::: EXTRACTED ENTRIES

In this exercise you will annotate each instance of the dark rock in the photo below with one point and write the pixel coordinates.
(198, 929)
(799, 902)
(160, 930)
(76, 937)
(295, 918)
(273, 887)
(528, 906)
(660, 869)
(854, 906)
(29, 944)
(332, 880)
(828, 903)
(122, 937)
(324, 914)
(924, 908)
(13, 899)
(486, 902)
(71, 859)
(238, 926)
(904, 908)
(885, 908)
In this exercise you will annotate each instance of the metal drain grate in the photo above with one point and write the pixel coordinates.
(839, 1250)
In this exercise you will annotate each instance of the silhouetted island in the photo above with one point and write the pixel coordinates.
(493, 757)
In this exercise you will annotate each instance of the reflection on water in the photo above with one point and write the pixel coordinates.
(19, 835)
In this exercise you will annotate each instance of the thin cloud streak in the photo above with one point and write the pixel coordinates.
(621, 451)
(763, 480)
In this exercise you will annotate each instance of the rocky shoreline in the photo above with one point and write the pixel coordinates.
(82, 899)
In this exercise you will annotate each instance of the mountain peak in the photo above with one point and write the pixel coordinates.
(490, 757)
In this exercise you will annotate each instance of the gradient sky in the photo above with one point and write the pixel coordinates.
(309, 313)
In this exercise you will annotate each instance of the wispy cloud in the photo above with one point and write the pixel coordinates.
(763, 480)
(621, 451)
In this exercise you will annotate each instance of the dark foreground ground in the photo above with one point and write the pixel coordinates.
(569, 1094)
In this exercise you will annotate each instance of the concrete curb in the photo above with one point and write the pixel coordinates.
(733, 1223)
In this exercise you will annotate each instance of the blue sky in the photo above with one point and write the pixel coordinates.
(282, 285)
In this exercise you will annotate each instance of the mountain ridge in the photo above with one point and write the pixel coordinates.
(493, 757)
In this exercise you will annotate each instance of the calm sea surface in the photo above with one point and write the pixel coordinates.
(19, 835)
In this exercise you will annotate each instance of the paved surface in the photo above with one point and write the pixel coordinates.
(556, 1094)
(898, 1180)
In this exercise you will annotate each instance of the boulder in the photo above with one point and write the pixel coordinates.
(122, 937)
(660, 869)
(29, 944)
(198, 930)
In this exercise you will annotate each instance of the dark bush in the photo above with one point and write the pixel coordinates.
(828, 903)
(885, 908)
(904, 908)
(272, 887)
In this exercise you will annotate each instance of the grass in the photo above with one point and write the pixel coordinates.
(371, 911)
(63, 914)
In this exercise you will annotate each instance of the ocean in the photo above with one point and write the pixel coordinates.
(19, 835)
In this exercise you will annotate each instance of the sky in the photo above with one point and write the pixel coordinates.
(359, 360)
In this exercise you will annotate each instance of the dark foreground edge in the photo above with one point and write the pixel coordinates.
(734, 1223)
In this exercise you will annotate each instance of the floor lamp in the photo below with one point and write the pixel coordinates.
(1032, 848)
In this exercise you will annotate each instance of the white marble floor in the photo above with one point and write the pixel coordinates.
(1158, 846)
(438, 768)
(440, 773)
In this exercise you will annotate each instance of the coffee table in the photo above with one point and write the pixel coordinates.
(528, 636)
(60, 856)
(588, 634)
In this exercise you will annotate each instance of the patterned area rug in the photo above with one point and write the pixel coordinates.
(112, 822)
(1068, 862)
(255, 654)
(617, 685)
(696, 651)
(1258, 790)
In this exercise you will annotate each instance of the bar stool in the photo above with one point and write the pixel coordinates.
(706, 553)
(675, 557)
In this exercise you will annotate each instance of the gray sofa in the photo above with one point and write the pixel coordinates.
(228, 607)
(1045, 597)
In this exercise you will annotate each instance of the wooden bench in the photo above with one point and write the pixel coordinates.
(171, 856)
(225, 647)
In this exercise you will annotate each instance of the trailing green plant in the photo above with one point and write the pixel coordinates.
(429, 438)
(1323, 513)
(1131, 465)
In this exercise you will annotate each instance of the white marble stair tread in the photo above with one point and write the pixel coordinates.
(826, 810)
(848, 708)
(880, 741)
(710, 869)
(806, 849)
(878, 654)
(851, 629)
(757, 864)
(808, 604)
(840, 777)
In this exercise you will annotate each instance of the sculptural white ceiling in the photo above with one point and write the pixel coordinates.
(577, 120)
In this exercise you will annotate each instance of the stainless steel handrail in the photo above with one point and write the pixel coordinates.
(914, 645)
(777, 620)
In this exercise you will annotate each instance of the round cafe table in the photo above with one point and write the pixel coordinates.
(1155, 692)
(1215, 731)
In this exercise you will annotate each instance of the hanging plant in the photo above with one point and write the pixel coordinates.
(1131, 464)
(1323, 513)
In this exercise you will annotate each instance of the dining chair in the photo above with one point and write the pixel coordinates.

::::::

### ACTION ITEM
Precisely as given, transcribe all of the entries above.

### REPLY
In this exercise you will annotate each instance of the dark rock in the photo below with one point and write the pixel coordinates.
(198, 929)
(799, 902)
(160, 930)
(76, 937)
(295, 918)
(273, 887)
(528, 906)
(660, 869)
(854, 906)
(29, 944)
(332, 880)
(828, 903)
(122, 937)
(324, 914)
(924, 908)
(13, 899)
(486, 902)
(71, 859)
(238, 926)
(904, 908)
(885, 908)
In this exercise you will annotate each instance of the metal drain grate in the photo above with one point and write the pixel coordinates.
(839, 1250)
In this exercise you will annotate each instance of the silhouetted island in the photo above with one point and write the pixel coordinates.
(493, 757)
In this exercise you will annotate each instance of the reflection on water in the photo above with one point and write the pixel coordinates.
(19, 835)
In this exercise you will annotate each instance of the thin cloud streak in the photo above with one point and write the pixel coordinates.
(621, 451)
(763, 480)
In this exercise you will annotate each instance of the rocky shoreline in the photo above with one point and write the pixel coordinates.
(82, 899)
In this exercise you will annotate each instance of the mountain peak in the photo above with one point and write the pixel coordinates.
(490, 757)
In this exercise you will annotate each instance of the gradient sky in the photo above with one point and write the pixel coordinates.
(309, 313)
In this exercise you will annotate each instance of the wispy cloud in the photo above with one point and write the pixel coordinates.
(763, 480)
(621, 451)
In this exercise you will annotate each instance of the dark foreground ground in the photo above with one point and write the pixel coordinates.
(569, 1094)
In this exercise you will annotate each instance of the concrete curb in the photo above with one point and write the pixel coordinates.
(733, 1223)
In this exercise you will annotate each instance of the blue sky in the photo above with one point and write the pixel coordinates.
(282, 285)
In this exercise you will annotate each instance of the mountain ridge in the photo above with one point and write the pixel coordinates.
(493, 757)
In this exercise you will annotate each instance of the calm sea surface in the photo above with one point and write the pixel coordinates.
(19, 835)
In this exercise you will annotate each instance of the paved surface in the photo above with one point and write the pixel coordinates.
(556, 1094)
(898, 1180)
In this exercise you will annotate each instance of the boulder in the photo above with one point and write the pixel coordinates.
(122, 937)
(660, 869)
(29, 944)
(198, 930)
In this exercise you will annotate each instance of the dark bush in the photo above with one point and write the pixel coordinates.
(828, 903)
(885, 908)
(904, 908)
(272, 887)
In this exercise you will annotate each instance of the grass in the photo above with one point and write the pixel coordinates.
(371, 911)
(63, 914)
In this exercise you will annotate each instance of the ocean in the photo above with one point and write the pixel coordinates.
(19, 835)
In this exercise you will annotate each instance of the sky in the photo above with one point and write the pixel coordinates.
(359, 360)
In this exercise you will annotate each instance of the dark foreground edge in the photo above with one point and write the pixel coordinates.
(734, 1223)
In this exercise you will annotate each instance of the floor lamp in the photo below with one point and write the pixel coordinates.
(1032, 848)
In this exercise you will annotate each instance of the white marble floor in the photo above with one point and write the pixel coordinates.
(1158, 846)
(438, 768)
(440, 773)
In this exercise you will annotate each instance of the coffee table in the photo above with one point and write the pixel coordinates.
(528, 636)
(60, 856)
(588, 634)
In this exercise you will annotate each instance of the patterned area rug in the photo above with one point and write the pixel coordinates.
(112, 822)
(1068, 862)
(255, 654)
(617, 685)
(696, 651)
(1258, 790)
In this exercise you will annotate each instance of the bar stool in the photo above with one point and write the pixel coordinates.
(706, 553)
(675, 557)
In this exercise you will annotate each instance of the gray sofa in the photo above with one point and write the pixel coordinates.
(228, 607)
(1045, 597)
In this exercise you will annotate each instance of the wooden bench in the photo above with one point and write the pixel coordinates.
(171, 856)
(225, 647)
In this exercise you will annotate each instance of the trailing green plant in the photo above with one point and write the pixel coordinates.
(429, 438)
(1323, 513)
(1131, 465)
In this exercise you will annotate each instance of the white marble stair tread in the photo above with one point and write the pixel coordinates.
(826, 810)
(848, 708)
(880, 741)
(710, 869)
(806, 849)
(878, 654)
(851, 629)
(757, 864)
(808, 604)
(840, 777)
In this exercise you will annotate each instance of the sculptural white ceiling in the photo above with one point and write the pixel coordinates.
(577, 120)
In this exercise you will annotate each instance of the stainless steel handrail in the photo above with one point and write the pixel coordinates.
(914, 645)
(777, 620)
In this exercise you will annotate each instance of the round cafe table in the photo above with one point and write the pixel coordinates.
(1155, 692)
(1215, 731)
In this exercise you will annotate each instance of the hanging plant in the photo above with one point and write the pixel coordinates.
(1131, 464)
(1323, 513)
In this exercise you will annotate each instance of the dining chair in the photo above with one point and write the pixel coordinates.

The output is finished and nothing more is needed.